- [ASSIGNMENT] Gather all lines in the entries below that include the word "Target".

DATA SUPPLIED START

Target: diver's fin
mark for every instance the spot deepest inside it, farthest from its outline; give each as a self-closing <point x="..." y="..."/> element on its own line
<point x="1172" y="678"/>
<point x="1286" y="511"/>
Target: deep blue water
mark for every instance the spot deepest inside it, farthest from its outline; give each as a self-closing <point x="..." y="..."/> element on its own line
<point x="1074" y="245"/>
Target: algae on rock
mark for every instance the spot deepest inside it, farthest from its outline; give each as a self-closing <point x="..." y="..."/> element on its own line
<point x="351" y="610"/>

DATA SUPPLIED END
DATA SUPPLIED START

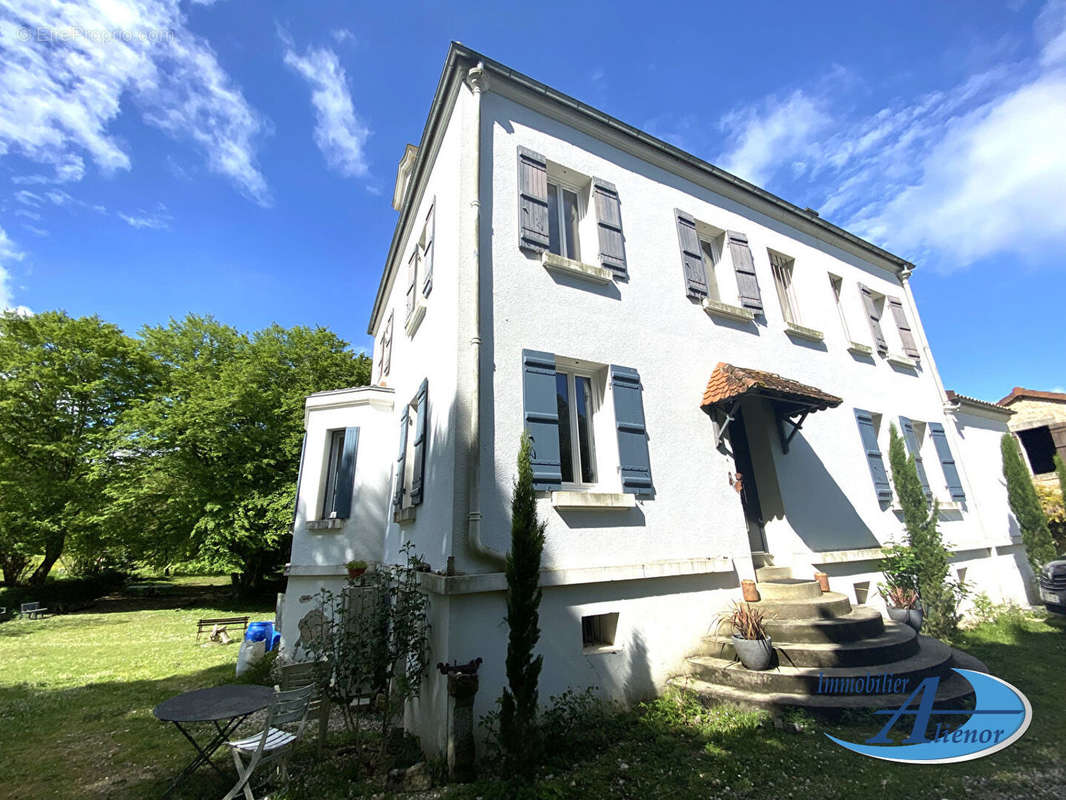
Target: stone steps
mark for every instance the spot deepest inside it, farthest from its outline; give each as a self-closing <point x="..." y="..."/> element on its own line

DATA SUPPLIED END
DATA SUPPLIED START

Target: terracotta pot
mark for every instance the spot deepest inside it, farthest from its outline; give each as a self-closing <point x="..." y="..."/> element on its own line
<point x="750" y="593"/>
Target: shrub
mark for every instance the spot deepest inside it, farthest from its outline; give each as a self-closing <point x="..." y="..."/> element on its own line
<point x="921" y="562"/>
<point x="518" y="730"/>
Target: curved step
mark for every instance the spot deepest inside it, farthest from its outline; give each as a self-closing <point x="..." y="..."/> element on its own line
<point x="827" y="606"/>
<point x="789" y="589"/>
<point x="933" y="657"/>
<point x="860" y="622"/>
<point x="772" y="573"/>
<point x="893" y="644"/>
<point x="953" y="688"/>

DATA SUPPLIED END

- [TASK ANSWER]
Target: diver's fin
Target: deep blue water
Target: algae on rock
Target: stone steps
Target: terracotta pot
Target: shrub
Target: curved step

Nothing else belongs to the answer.